▸ Görevleriniz:
A. Alıntı metne göre, Mevlevîhânede açılışı yapılan sempozyum sonraki iki gün boyunca hangi mekânda sürüyor?
B. Alıntı metinden, "Kenan Rifâî ile" sözcüklerini içeren ifadeyle açılıp "olunacak zamandır şimdi!" ile kapanan bölümü karakteri karakterine çoğaltın.

━━━ Alıntı Metin ━━━

Ben, bu âlemi araştırıp aşk ağını atarım, belki bu âteşîn kavalın nefesine mahrem bir yar bulurum ümidiyle.. Benim mahrem ve sırdaşıma, benim canımın dudakları nefes verir ve kâh nâle kavala, kâh kamış inleyişe nefes verir.
Aşk, hep sînesi yanıkları ihtiyar eder ve der ki, aşk yolu kanlı yoldur. Sevgilinin gözlerinin bahâsı kandır. Bende o aşkın tabiatı var. Ben iştiyak derdiyle yarılmış, ayrılık hasretiyle parçalanmış dert dolu bir sîne ararım ki ona aşkın kanlı yolundan bahsedeyim, onunla eş ve dost olayım.”
Kenan Rifâî ile aynîleşmiş bir kalemden Hz. Kenan dilinde dökülen bu kelimelerin ardına yerleştirilmiş, delici bir nazarla özdeş, derin tesirli keskin bir kemençe sesi gönlümüzü gizli gizli kanatıyor:
Bir nokta idim kıldı beni kāmet-i Tûbâ
Giydirdi elifden beni tâ yâ’ye o Mevlâ
A’yanda iken gizlice bir gevher-i yektâ
Rabbim beni kıldı ulu bir Kâbe-i ulyâ
Kürsüde bir sancak, hocasının gayesi ve vizyonu ile dalgalanıyor ve haykırıyor:
“İndifâ eden bir yanardağın lâvlarını tutacak bir el ayası bulunmadığı gibi tasavvufun, özellikle İslâm tasavvufunun yeryüzüne akmasını önleyecek hiçbir kuvvet ve kudret yoktur.”
Bu dalgalanışı tâkip edecek tek şey, semânın neş’esi olabilir… Aşk ile safâlar sürülüp zinde olunacak zamandır şimdi!
*****
Mevlevîhânede açılışı yapılan sempozyum, sonraki iki gün boyunca Cemâl Reşit Rey Konser Salonu’nda devam ediyor. Uluslararası nitelikteki bu birleşim, otoriteleri dünyada ittifakla kabul edilen tasavvuf profesörleri ile Kenan Rifâî’nin gönül dostlarını biraraya getiriyor.

━━━ Veri Satırları ━━━

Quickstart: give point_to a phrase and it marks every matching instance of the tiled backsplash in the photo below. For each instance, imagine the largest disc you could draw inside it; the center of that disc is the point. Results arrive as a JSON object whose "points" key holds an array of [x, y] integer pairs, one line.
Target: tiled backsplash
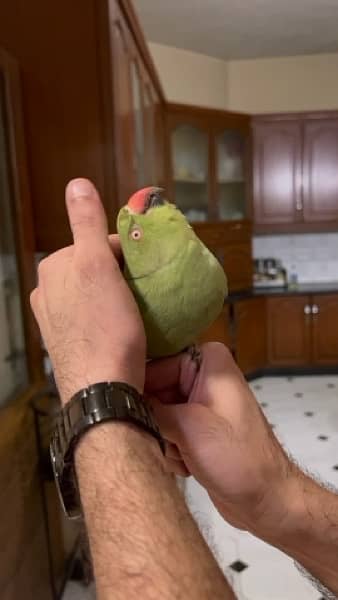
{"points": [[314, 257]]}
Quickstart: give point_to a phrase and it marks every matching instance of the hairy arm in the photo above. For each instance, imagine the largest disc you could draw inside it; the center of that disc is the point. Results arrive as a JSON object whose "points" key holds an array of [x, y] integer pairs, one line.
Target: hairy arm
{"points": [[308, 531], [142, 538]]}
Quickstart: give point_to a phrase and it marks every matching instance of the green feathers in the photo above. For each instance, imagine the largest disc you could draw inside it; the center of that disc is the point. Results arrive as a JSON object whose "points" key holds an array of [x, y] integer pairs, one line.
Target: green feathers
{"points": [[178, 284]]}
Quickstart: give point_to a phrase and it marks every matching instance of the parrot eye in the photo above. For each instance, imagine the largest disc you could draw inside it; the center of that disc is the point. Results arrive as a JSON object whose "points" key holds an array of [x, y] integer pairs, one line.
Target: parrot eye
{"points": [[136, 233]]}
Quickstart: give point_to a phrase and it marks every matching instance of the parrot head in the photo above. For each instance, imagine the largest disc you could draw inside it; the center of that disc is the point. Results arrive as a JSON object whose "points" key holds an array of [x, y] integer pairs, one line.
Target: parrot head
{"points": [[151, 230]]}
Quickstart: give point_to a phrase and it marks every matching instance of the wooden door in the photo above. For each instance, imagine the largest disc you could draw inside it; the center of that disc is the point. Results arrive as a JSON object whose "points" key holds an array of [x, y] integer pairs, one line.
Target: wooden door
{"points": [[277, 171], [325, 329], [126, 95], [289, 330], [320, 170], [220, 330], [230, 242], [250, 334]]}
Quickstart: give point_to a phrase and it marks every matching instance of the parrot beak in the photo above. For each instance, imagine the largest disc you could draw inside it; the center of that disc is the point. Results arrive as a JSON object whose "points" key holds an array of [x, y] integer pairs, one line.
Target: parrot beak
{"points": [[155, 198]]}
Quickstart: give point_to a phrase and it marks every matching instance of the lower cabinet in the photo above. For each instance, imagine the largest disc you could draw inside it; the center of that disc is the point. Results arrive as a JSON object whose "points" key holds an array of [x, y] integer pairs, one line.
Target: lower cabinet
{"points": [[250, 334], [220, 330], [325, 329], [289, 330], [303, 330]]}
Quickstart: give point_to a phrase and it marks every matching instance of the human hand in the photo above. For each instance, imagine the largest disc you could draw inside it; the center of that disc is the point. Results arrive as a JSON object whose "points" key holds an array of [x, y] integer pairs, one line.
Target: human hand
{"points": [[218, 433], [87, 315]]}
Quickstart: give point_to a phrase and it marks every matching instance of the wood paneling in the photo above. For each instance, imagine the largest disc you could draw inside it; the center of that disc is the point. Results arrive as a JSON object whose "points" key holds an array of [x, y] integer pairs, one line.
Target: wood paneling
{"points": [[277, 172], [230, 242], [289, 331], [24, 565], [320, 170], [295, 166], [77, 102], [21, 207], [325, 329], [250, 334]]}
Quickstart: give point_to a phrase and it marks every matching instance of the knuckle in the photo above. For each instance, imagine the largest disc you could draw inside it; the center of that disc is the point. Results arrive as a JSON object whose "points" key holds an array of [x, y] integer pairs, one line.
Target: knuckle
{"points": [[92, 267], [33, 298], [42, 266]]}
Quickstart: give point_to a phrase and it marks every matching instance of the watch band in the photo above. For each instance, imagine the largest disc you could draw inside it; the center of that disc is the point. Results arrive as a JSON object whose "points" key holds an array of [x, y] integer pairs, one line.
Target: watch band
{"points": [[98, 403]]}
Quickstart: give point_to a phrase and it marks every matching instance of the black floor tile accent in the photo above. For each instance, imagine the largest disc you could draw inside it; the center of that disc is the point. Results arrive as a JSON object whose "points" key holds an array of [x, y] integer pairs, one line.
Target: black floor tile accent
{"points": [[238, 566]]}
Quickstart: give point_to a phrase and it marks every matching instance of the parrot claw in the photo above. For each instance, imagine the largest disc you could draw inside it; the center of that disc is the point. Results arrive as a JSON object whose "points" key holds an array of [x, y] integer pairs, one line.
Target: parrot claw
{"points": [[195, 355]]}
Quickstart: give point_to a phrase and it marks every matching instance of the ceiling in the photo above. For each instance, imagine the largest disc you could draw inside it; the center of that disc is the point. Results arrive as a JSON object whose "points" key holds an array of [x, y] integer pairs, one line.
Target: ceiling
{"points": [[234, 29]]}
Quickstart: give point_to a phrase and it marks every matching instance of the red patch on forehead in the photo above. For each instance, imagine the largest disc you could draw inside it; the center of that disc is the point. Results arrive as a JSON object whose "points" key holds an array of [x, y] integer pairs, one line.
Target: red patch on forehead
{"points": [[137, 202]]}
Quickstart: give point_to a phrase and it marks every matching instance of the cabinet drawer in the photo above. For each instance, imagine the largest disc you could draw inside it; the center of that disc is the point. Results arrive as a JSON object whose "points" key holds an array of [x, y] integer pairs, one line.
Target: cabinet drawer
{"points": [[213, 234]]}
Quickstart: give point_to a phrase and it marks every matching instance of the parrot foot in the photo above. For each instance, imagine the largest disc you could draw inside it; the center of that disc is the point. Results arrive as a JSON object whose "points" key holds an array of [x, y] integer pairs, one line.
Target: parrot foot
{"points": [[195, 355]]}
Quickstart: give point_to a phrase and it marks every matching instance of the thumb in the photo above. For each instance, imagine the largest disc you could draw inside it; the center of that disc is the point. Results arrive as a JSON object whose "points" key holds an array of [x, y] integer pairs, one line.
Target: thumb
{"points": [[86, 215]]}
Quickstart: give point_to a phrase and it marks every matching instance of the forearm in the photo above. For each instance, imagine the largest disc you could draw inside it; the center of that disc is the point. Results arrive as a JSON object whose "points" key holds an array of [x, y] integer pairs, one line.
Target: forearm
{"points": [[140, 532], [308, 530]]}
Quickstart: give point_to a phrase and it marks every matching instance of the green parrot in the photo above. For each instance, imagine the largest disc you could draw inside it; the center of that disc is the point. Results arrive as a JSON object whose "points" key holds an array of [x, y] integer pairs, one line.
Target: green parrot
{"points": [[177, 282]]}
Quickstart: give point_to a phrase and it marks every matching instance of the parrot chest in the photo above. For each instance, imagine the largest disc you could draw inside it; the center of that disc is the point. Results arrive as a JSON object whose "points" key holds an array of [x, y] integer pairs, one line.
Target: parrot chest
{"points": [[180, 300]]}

━━━

▸ Görev Bazında Çözümler:
A. Cemâl Reşit Rey Konser Salonu’nda.

B.
Kenan Rifâî ile aynîleşmiş bir kalemden Hz. Kenan dilinde dökülen bu kelimelerin ardına yerleştirilmiş, delici bir nazarla özdeş, derin tesirli keskin bir kemençe sesi gönlümüzü gizli gizli kanatıyor:
Bir nokta idim kıldı beni kāmet-i Tûbâ
Giydirdi elifden beni tâ yâ’ye o Mevlâ
A’yanda iken gizlice bir gevher-i yektâ
Rabbim beni kıldı ulu bir Kâbe-i ulyâ
Kürsüde bir sancak, hocasının gayesi ve vizyonu ile dalgalanıyor ve haykırıyor:
“İndifâ eden bir yanardağın lâvlarını tutacak bir el ayası bulunmadığı gibi tasavvufun, özellikle İslâm tasavvufunun yeryüzüne akmasını önleyecek hiçbir kuvvet ve kudret yoktur.”
Bu dalgalanışı tâkip edecek tek şey, semânın neş’esi olabilir… Aşk ile safâlar sürülüp zinde olunacak zamandır şimdi!